CAPTURING
TEACHER KNOWLEDGE (TeKno)
The
Capturing Teacher Knowledge Project is a four-year grant
(2006-2010) funded by the Institute
of Education Sciences.
The Capturing Teacher Knowlege Project examines the relationship
between teachers’ ability to analyze classroom teaching, their
own teaching practice, and student learning. Our aim is to evaluate the
usefulness of a novel assessment approach to measuring teacher
knowledge of teaching mathematics. The approach uses online video clips
of authentic
mathematics
instruction, which teachers are asked to view and respond to in writing. Specifically, teachers are
asked to discuss
how the teacher and the student(s) in the video clips interact around
mathematical content.
The video-analysis
approach presumes that teachers’ ability
to analyze teaching is reflective of their teaching knowledge. Evidence for this
hypothesis comes from
research on expertise in cognitive psychology and education. Pilot research on a
proto-type video-analysis
assessment yielded encouraging results.
+++++
:: GOAL 1 ::
Copy the passage of the Capturing Teacher Knowledge project description from "The video-analysis" to "yielded encouraging results.".
:: GOAL 2 ::
Write the next few sentences of the Capturing Teacher Knowledge project description, beginning after its final sentence.
+++++
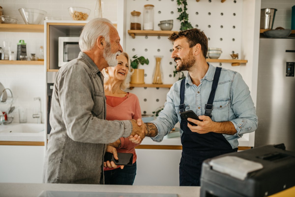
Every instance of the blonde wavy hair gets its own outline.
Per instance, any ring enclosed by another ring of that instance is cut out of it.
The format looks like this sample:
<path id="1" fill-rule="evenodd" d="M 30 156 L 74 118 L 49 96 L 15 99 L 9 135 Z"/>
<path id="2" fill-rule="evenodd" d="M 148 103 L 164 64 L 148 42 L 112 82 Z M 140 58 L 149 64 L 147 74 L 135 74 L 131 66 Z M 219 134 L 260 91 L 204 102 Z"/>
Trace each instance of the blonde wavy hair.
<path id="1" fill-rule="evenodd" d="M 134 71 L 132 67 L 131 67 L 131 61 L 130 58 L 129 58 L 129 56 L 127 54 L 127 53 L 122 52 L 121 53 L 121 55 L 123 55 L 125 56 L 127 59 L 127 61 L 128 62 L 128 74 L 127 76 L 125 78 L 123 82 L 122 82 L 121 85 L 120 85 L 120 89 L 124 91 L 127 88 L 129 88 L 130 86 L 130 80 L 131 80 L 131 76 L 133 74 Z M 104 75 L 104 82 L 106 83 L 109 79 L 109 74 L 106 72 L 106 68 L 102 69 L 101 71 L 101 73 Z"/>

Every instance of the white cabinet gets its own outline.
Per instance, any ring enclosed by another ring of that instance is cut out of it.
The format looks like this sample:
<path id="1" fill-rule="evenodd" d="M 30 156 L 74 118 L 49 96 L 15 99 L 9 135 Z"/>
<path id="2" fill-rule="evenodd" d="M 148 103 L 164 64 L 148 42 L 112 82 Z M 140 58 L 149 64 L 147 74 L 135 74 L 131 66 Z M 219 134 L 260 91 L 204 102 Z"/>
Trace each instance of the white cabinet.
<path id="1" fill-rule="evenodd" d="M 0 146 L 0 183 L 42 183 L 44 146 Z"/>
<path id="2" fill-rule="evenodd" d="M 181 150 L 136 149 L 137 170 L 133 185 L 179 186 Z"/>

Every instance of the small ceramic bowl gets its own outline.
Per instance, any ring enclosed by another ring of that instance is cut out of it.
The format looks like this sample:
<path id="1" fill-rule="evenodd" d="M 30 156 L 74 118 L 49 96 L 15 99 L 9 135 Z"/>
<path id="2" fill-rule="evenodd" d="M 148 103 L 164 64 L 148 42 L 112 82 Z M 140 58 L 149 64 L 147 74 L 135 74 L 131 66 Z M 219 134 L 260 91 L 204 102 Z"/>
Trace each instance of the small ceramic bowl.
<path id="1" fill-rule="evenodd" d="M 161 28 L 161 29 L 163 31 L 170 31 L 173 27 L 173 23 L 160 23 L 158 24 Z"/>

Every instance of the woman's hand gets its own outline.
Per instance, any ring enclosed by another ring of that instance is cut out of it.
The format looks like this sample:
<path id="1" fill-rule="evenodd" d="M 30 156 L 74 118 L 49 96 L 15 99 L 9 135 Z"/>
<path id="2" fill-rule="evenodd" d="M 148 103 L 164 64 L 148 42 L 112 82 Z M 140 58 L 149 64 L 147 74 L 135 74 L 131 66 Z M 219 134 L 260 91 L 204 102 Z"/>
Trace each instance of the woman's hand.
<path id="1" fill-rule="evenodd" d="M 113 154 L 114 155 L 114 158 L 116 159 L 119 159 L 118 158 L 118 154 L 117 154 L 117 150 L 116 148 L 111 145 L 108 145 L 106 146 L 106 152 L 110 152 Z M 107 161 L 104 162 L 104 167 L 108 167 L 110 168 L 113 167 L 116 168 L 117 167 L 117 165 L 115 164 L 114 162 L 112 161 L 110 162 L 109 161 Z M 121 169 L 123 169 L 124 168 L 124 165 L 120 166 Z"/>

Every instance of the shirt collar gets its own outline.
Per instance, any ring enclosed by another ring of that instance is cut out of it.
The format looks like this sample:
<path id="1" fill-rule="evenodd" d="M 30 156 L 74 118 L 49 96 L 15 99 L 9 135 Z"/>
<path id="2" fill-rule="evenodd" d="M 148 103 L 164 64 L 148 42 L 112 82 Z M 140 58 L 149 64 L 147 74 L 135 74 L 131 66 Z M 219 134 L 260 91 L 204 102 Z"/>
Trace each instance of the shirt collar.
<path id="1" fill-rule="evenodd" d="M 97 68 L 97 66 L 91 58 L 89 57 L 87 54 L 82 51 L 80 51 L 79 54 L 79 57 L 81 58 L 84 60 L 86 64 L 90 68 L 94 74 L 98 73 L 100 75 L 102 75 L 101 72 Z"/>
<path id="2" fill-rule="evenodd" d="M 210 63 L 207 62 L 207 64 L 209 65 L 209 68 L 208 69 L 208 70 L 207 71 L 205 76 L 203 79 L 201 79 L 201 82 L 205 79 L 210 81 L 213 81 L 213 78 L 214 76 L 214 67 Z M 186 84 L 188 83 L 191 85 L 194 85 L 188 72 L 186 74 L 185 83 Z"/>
+++++
:: WRITTEN RESPONSE 1 ::
The video-analysis
approach presumes that teachers’ ability
to analyze teaching is reflective of their teaching knowledge. Evidence for this
hypothesis comes from
research on expertise in cognitive psychology and education. Pilot research on a
proto-type video-analysis
assessment yielded encouraging results.

:: WRITTEN RESPONSE 2 ::
One potential advantage
of using video clips as stimuli (i.e.,
item prompts) is that it provides a means of preserving the complexity
and
authenticity of real classroom teaching and operationalizes it for
assessment
purposes. Teachers are able to comment on pedagogical and content
related
issues within the context of real classroom instruction. The
video-analysis
approach taps teachers’ ability to access the very kind of
knowledge that must
be accessed when making ongoing decisions in live classrooms. Analyzing
classroom events might be seen as one of the basic skills of teaching.
Research Design
As
part of the Capturing Teacher Knowledge Project three
video-analysis assessments will be developed, each addressing a key
topic area
within the middle school curriculum:
(1) teaching fractions,
(2) teaching ratio and proportion,
and (3) teaching variables, expressions, and equations.
Score
reliability and criterion-related validity will be investigated
for each instrument. To examine the instruments’
validity the Mathematical
Knowledge for Teaching (MKT) instrument,
a measure of classroom teaching and student learning outcomes will be
used. The project
will also explore automated
scoring of teachers’ open-ended responses to the
video clips and
compare it to score reliability obtained by human coders.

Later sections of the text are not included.